- **DATASET ENTRIES**
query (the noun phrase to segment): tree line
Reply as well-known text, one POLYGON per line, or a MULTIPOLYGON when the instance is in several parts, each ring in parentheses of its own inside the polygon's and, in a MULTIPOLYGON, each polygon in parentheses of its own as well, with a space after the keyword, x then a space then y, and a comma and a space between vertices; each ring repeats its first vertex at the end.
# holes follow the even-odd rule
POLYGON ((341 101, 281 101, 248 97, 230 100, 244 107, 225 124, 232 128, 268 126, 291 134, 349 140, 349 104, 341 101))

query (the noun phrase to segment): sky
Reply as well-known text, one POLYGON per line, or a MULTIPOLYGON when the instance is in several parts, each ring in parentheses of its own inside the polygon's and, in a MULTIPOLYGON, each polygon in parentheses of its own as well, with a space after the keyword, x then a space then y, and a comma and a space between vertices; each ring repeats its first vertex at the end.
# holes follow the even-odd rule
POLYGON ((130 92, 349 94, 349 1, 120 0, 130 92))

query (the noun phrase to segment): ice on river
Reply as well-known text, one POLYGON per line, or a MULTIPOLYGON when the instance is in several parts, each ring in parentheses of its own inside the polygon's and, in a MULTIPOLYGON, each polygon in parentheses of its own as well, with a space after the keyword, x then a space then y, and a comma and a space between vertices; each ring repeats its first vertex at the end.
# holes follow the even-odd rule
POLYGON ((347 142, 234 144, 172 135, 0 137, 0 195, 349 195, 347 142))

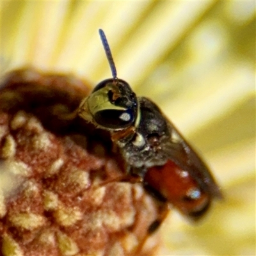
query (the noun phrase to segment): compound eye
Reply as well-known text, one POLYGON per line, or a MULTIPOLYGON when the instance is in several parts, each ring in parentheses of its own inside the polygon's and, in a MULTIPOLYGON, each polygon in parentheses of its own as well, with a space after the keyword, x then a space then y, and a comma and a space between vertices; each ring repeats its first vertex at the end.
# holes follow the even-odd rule
POLYGON ((122 80, 104 80, 88 98, 88 107, 94 121, 107 129, 131 126, 137 115, 137 99, 129 85, 122 80))

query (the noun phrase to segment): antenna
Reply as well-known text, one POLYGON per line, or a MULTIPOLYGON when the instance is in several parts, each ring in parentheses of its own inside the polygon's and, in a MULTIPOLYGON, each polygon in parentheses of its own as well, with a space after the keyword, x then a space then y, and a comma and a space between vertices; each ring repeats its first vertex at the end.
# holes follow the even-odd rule
POLYGON ((109 63, 110 69, 111 70, 112 76, 115 80, 117 79, 117 74, 116 67, 115 66, 114 60, 113 60, 111 51, 110 51, 109 45, 108 43, 107 38, 106 37, 105 33, 102 29, 99 29, 99 33, 100 33, 100 36, 101 41, 102 42, 103 47, 105 50, 106 55, 109 63))

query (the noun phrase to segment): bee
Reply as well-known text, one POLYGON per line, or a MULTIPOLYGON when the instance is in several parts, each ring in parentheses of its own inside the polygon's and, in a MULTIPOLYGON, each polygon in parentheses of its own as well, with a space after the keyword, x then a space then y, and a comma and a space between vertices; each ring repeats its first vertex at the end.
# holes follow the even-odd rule
POLYGON ((190 220, 205 214, 213 199, 222 198, 208 167, 162 113, 130 85, 117 77, 104 31, 99 34, 112 78, 98 84, 84 99, 78 115, 95 127, 110 132, 127 165, 122 181, 141 182, 163 206, 159 218, 148 227, 154 233, 164 220, 169 206, 190 220))

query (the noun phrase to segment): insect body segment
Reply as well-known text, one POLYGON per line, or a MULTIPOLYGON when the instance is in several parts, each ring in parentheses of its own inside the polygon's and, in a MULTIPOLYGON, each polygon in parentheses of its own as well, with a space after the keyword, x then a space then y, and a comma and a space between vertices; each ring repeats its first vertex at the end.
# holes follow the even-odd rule
MULTIPOLYGON (((147 190, 164 205, 170 204, 196 220, 212 198, 221 198, 209 169, 173 124, 150 100, 137 97, 125 81, 116 77, 112 55, 103 31, 100 37, 113 78, 100 83, 79 107, 79 115, 109 131, 129 175, 140 177, 147 190)), ((125 180, 129 180, 126 179, 125 180)), ((167 207, 163 207, 166 212, 167 207)), ((157 228, 166 214, 149 227, 157 228)))

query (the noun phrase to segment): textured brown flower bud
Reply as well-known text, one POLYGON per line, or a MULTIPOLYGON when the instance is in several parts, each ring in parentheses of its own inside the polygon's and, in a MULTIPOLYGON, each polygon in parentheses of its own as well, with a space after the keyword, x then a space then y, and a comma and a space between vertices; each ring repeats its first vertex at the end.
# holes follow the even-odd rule
POLYGON ((124 172, 109 134, 71 118, 88 92, 74 77, 29 69, 4 80, 1 255, 154 254, 157 236, 136 248, 157 204, 140 184, 107 182, 124 172))

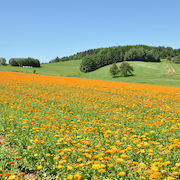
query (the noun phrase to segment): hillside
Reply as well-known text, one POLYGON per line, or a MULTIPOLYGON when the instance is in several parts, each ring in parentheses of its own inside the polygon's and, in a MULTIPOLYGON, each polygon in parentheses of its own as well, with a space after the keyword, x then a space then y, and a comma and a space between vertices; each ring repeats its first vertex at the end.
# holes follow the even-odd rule
MULTIPOLYGON (((41 68, 33 69, 36 70, 36 73, 44 75, 69 76, 108 81, 122 81, 129 83, 155 84, 180 87, 180 65, 173 64, 175 74, 168 76, 168 66, 166 61, 159 63, 140 61, 129 62, 134 67, 134 76, 116 78, 111 77, 109 74, 109 68, 111 65, 102 67, 93 72, 82 73, 79 70, 80 63, 81 60, 47 63, 42 64, 41 68)), ((118 66, 119 64, 120 63, 117 63, 118 66)), ((33 73, 33 69, 23 67, 0 66, 1 71, 33 73)))

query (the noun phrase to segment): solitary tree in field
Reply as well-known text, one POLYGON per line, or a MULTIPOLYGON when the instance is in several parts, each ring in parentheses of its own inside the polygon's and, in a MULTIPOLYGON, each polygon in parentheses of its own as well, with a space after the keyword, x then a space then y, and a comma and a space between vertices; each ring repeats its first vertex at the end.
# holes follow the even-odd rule
POLYGON ((114 63, 114 64, 110 67, 109 72, 110 72, 110 74, 111 74, 112 76, 115 76, 115 75, 117 75, 117 74, 119 73, 119 69, 118 69, 116 63, 114 63))
POLYGON ((119 71, 121 76, 127 77, 133 75, 132 71, 134 71, 133 67, 129 65, 126 61, 122 62, 119 71))

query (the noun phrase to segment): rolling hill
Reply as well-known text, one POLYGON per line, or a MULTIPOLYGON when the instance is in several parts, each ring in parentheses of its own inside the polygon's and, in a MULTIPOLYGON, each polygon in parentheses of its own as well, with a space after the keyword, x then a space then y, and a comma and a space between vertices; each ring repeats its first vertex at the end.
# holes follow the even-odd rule
MULTIPOLYGON (((168 75, 168 66, 166 61, 162 62, 129 62, 134 67, 134 76, 129 77, 111 77, 109 68, 111 65, 102 67, 89 73, 82 73, 79 70, 81 60, 64 61, 57 63, 42 64, 41 68, 23 68, 12 66, 0 66, 0 71, 15 71, 33 73, 36 70, 38 74, 69 76, 88 79, 99 79, 108 81, 122 81, 128 83, 142 83, 165 86, 180 87, 180 65, 172 64, 175 73, 168 75)), ((119 66, 120 63, 117 63, 119 66)))

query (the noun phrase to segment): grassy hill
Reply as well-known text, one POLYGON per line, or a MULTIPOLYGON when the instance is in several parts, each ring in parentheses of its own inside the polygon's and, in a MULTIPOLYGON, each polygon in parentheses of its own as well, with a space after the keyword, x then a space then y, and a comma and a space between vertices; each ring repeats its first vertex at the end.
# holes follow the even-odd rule
MULTIPOLYGON (((168 76, 168 67, 166 61, 160 63, 140 61, 129 62, 134 67, 134 76, 117 76, 115 78, 111 77, 109 74, 109 68, 111 65, 102 67, 93 72, 82 73, 79 70, 80 63, 81 60, 47 63, 42 64, 41 68, 0 66, 0 70, 33 73, 33 70, 35 69, 36 73, 44 75, 71 76, 79 78, 180 87, 180 65, 172 64, 176 72, 174 75, 168 76)), ((119 66, 120 63, 117 63, 117 65, 119 66)))

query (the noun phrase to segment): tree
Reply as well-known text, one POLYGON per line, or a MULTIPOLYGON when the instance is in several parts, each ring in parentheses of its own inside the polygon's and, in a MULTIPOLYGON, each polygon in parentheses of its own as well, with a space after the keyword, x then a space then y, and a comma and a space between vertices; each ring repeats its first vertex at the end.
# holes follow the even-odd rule
POLYGON ((126 61, 122 62, 119 71, 121 76, 127 77, 133 75, 132 71, 134 71, 133 67, 129 65, 126 61))
POLYGON ((82 72, 90 72, 97 69, 97 64, 92 56, 87 56, 82 59, 80 70, 82 72))
POLYGON ((6 65, 6 59, 0 58, 0 65, 6 65))
POLYGON ((113 65, 109 69, 109 72, 111 76, 115 76, 119 73, 119 68, 117 67, 116 63, 113 63, 113 65))

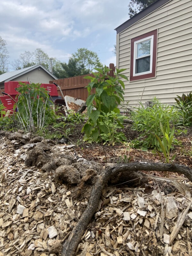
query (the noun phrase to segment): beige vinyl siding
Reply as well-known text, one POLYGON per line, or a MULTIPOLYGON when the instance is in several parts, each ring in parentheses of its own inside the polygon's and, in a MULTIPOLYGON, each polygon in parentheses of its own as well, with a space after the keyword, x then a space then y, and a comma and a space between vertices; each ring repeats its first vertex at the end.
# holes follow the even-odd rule
POLYGON ((173 104, 192 90, 192 1, 171 0, 119 34, 117 66, 129 76, 132 38, 158 29, 156 77, 124 81, 125 100, 134 107, 156 96, 173 104), (144 91, 143 89, 145 88, 144 91))
POLYGON ((52 76, 50 76, 41 68, 38 68, 29 72, 18 76, 12 81, 29 81, 36 83, 49 84, 49 81, 52 80, 52 76))

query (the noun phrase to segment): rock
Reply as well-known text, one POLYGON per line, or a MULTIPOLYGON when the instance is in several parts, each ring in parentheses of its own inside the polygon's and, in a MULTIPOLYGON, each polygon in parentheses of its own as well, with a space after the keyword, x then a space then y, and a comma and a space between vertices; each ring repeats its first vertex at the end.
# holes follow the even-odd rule
POLYGON ((33 139, 32 139, 30 140, 31 143, 37 143, 38 142, 41 142, 43 140, 43 137, 40 137, 40 136, 37 136, 33 139))
POLYGON ((49 245, 51 246, 49 249, 51 253, 59 253, 62 249, 62 241, 61 240, 53 240, 50 239, 47 243, 49 245))
POLYGON ((61 165, 56 169, 55 178, 64 183, 78 184, 80 182, 80 173, 71 165, 61 165))
POLYGON ((7 133, 5 136, 7 139, 10 140, 17 140, 23 144, 25 144, 30 140, 30 133, 21 134, 19 132, 7 133))
POLYGON ((30 150, 25 162, 28 166, 36 166, 41 168, 52 160, 50 153, 51 148, 44 140, 37 143, 33 149, 30 150))
POLYGON ((17 132, 19 132, 19 133, 20 133, 21 134, 23 134, 23 133, 25 133, 25 132, 23 130, 22 130, 21 129, 18 130, 17 132))
POLYGON ((50 162, 44 164, 41 168, 41 170, 48 172, 52 170, 55 171, 61 165, 69 165, 71 163, 71 161, 70 160, 65 158, 53 159, 50 162))

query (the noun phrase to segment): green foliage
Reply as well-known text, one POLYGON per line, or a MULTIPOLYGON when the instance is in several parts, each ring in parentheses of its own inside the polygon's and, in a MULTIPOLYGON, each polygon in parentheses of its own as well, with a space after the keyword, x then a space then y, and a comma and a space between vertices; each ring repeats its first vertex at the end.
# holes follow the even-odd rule
POLYGON ((132 156, 127 156, 126 155, 121 156, 117 159, 117 164, 128 164, 132 158, 132 156))
POLYGON ((156 136, 161 137, 161 123, 165 131, 167 122, 173 124, 179 118, 178 113, 173 106, 161 104, 156 98, 153 100, 153 104, 151 108, 137 108, 132 113, 134 124, 133 130, 142 133, 142 146, 147 148, 155 148, 160 150, 159 143, 156 136))
POLYGON ((55 117, 47 91, 40 84, 20 83, 17 107, 18 117, 26 131, 35 132, 52 122, 55 117))
POLYGON ((81 75, 90 74, 95 68, 102 67, 97 53, 86 48, 77 49, 72 54, 71 58, 76 61, 77 67, 80 68, 81 75))
MULTIPOLYGON (((163 153, 164 162, 169 164, 170 150, 172 148, 173 144, 174 143, 173 134, 175 128, 173 125, 172 130, 170 130, 170 126, 168 121, 167 123, 165 131, 161 123, 160 123, 160 127, 163 133, 163 139, 162 140, 161 140, 157 135, 156 135, 156 137, 159 143, 159 147, 161 149, 161 151, 162 151, 163 153)), ((171 159, 171 161, 173 161, 175 156, 176 155, 174 155, 172 156, 171 159)))
POLYGON ((122 133, 117 131, 117 129, 122 127, 123 119, 117 107, 121 101, 124 100, 124 92, 122 87, 124 89, 124 83, 119 77, 128 79, 125 76, 120 74, 124 69, 117 69, 115 77, 107 75, 110 69, 106 66, 102 69, 95 69, 98 72, 92 72, 93 77, 88 76, 84 77, 91 79, 91 82, 87 86, 89 92, 86 101, 89 119, 82 132, 85 133, 84 140, 89 142, 97 142, 100 141, 101 138, 114 144, 117 140, 126 139, 122 133), (93 88, 95 90, 93 94, 91 92, 93 88))
POLYGON ((68 136, 75 132, 76 125, 84 121, 85 115, 75 113, 72 110, 68 111, 68 114, 63 117, 64 121, 54 124, 53 127, 63 134, 68 136))
POLYGON ((111 111, 107 114, 102 112, 101 121, 99 122, 101 136, 105 142, 113 146, 116 142, 122 142, 126 140, 124 134, 118 132, 118 129, 123 128, 124 117, 120 114, 111 111))
POLYGON ((191 92, 186 95, 183 93, 181 97, 177 95, 178 98, 175 98, 176 101, 175 107, 181 118, 181 122, 178 124, 185 126, 192 124, 192 92, 191 92))
POLYGON ((6 47, 7 42, 0 36, 0 75, 7 72, 8 70, 9 52, 6 47))
POLYGON ((59 75, 59 76, 58 76, 58 74, 54 73, 55 76, 58 77, 71 77, 88 73, 86 70, 85 73, 82 72, 81 67, 78 64, 77 60, 72 57, 69 58, 68 63, 64 62, 61 63, 61 65, 62 69, 61 74, 59 75))
POLYGON ((130 18, 156 2, 157 0, 131 0, 129 4, 129 15, 130 18))

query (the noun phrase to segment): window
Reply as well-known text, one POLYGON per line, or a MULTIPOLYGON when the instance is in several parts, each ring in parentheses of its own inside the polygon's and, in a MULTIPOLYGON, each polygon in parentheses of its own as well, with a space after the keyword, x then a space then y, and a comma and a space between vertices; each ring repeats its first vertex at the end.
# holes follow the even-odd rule
POLYGON ((157 30, 131 40, 130 81, 155 77, 157 30))

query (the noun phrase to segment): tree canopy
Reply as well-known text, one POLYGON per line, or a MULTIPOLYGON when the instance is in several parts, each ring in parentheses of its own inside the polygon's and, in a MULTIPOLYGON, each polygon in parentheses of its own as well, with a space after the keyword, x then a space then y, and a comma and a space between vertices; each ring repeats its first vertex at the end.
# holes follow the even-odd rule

- **EXERCISE DIRECTIONS**
List every line in the records above that contains the string "tree". Case counts.

- **ANSWER TO THE PROBLEM**
query (the noun phrase to segment): tree line
query (the noun phrase to segment): solitary tree in field
query (the noun phrase to segment): tree
query (the noun phrase to segment): tree canopy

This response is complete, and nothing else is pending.